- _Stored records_

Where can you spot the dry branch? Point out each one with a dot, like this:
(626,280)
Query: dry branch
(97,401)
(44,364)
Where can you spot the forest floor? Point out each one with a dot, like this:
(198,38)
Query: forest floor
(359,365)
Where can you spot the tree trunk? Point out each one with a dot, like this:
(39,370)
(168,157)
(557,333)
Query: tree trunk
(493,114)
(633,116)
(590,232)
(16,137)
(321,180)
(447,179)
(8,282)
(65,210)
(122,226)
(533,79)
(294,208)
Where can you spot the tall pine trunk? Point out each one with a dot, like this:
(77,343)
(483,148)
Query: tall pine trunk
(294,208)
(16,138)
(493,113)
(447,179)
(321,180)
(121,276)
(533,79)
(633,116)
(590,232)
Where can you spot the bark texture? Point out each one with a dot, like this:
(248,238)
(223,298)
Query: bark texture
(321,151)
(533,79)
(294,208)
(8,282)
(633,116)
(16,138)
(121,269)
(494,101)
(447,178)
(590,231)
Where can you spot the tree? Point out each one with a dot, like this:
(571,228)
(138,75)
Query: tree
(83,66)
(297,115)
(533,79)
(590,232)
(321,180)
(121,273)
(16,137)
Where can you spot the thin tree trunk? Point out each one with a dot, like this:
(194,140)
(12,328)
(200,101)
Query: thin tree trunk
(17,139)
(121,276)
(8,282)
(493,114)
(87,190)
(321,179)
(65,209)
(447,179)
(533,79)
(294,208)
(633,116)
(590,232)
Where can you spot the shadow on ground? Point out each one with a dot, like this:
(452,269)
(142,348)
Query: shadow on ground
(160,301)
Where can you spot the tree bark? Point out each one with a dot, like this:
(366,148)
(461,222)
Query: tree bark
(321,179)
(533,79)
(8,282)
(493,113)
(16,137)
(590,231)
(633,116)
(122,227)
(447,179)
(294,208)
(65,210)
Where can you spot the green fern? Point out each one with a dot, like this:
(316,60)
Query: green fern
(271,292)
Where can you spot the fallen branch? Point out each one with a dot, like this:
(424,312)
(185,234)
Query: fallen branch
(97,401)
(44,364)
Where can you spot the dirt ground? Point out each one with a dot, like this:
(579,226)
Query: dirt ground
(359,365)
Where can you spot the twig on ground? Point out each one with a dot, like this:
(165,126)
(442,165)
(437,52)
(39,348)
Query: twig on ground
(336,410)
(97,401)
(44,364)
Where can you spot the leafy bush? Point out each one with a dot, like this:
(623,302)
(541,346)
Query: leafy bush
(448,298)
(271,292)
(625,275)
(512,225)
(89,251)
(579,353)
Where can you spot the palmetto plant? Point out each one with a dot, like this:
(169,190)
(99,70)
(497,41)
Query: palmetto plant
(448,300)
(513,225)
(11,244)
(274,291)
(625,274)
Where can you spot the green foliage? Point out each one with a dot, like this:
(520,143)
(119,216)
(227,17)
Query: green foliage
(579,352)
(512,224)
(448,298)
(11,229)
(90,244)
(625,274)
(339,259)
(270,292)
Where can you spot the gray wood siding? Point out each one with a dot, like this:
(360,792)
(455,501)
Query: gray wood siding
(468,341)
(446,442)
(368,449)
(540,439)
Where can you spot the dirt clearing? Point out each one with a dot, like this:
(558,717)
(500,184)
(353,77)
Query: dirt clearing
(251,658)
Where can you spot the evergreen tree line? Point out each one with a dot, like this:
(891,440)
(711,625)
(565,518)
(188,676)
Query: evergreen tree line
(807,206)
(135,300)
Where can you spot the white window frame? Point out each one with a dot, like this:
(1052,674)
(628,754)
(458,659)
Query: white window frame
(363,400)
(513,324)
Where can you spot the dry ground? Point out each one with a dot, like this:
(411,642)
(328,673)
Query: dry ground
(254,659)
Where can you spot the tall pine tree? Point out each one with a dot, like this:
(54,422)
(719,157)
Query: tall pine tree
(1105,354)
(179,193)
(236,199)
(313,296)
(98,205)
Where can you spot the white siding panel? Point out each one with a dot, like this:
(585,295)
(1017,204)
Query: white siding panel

- _STATED TASK_
Copy all of the material word for word.

- _EXERCISE ANSWER_
Where can you spot the dry branch? Point out each one with a dot, like this:
(626,280)
Query: dry branch
(97,401)
(44,364)
Where can you spot the forest floor? Point out each one with a dot, like this:
(198,38)
Query: forest floor
(359,365)
Where can you spot the tree trunk? Point out each one with a dot, like this:
(39,370)
(168,157)
(557,333)
Query: tree trunk
(493,114)
(633,116)
(590,232)
(16,137)
(321,180)
(447,179)
(8,282)
(65,210)
(122,226)
(533,79)
(294,208)
Where can you spot the tall pine trunk? Point out each one with a dot, like this:
(77,343)
(483,148)
Query: tall pine trunk
(294,208)
(16,138)
(493,113)
(447,179)
(321,180)
(121,276)
(533,79)
(633,116)
(590,232)
Where can you spot the bark texture? Point out each one with a dot, like this:
(248,238)
(223,298)
Query: bark texture
(321,151)
(533,79)
(294,208)
(8,282)
(633,116)
(16,138)
(121,269)
(494,101)
(447,178)
(590,231)
Where can you spot the tree? Point out each one with a dot, like this:
(571,228)
(138,75)
Query: tree
(83,66)
(297,115)
(533,79)
(590,232)
(321,180)
(121,273)
(16,137)
Where can you spot the thin tree trunk? Point out each one with a dot, like this:
(194,140)
(12,328)
(200,101)
Query: thin tree trunk
(17,139)
(121,276)
(8,282)
(493,114)
(87,190)
(321,179)
(65,209)
(447,179)
(533,79)
(294,208)
(633,116)
(590,232)
Where can you spot the shadow on ground? Point out each one with a dot, like this:
(452,269)
(142,348)
Query: shadow on ground
(160,301)
Where can you spot the tree bark? Point out each one with a dot, like this:
(366,148)
(461,222)
Query: tree bark
(321,179)
(533,79)
(8,282)
(493,113)
(16,137)
(590,231)
(633,116)
(122,227)
(447,179)
(294,208)
(65,210)
Where can you spot the green fern? Point out each one with a dot, like this:
(316,60)
Query: green fern
(271,292)
Where can you spot the fallen branch? Point out each one with a dot, like this:
(424,312)
(185,234)
Query: fallen branch
(97,401)
(44,364)
Where can you spot the dirt ground? Point out each one with a dot, like this:
(579,226)
Query: dirt ground
(359,365)
Where can you spot the twig on ground? Point out each one with a dot, like this:
(165,126)
(442,165)
(437,52)
(39,348)
Query: twig on ground
(336,410)
(97,401)
(44,364)
Where can you spot the leafy bush? Point out each one with a dot, like this:
(623,302)
(541,346)
Query: leafy bush
(448,298)
(271,292)
(625,275)
(512,225)
(89,251)
(579,353)
Where can you spot the palmetto plant? Point out each one with a dot, like this:
(169,190)
(99,70)
(497,41)
Query: palmetto plant
(448,300)
(513,225)
(11,244)
(274,291)
(625,274)
Where can you spot the green foliage? Point out each one with a dot, like this:
(520,143)
(119,216)
(227,17)
Query: green foliage
(579,352)
(512,224)
(448,298)
(11,229)
(90,244)
(625,274)
(339,259)
(270,292)
Where can you spot the gray wood siding? Point out each one with a dot, like this:
(360,792)
(455,501)
Query: gray wood siding
(468,341)
(446,442)
(368,449)
(540,439)
Where can you spot the dirt clearing? Point out each one with a dot, like this:
(558,717)
(500,184)
(353,77)
Query: dirt clearing
(251,658)
Where can you spot the evergreen tree line? Point out each one with a dot, like this:
(891,440)
(711,625)
(565,518)
(188,676)
Query: evergreen tree line
(807,206)
(135,300)
Where can you spot the white window frame? Point out each one with a dot, like this:
(1052,674)
(628,754)
(458,659)
Query: white window frame
(363,400)
(513,324)
Where can you spot the dry ground? Point out each one with a dot, like this:
(411,642)
(328,673)
Query: dry ground
(254,659)
Where can you spot the tall pine tree? Point out each one with a dot, like this:
(54,422)
(719,157)
Query: tall pine tree
(1105,354)
(179,193)
(236,199)
(313,296)
(98,205)
Where can you spot the white siding panel? Point out each one with a dot, like this:
(585,295)
(1017,204)
Query: white siding panel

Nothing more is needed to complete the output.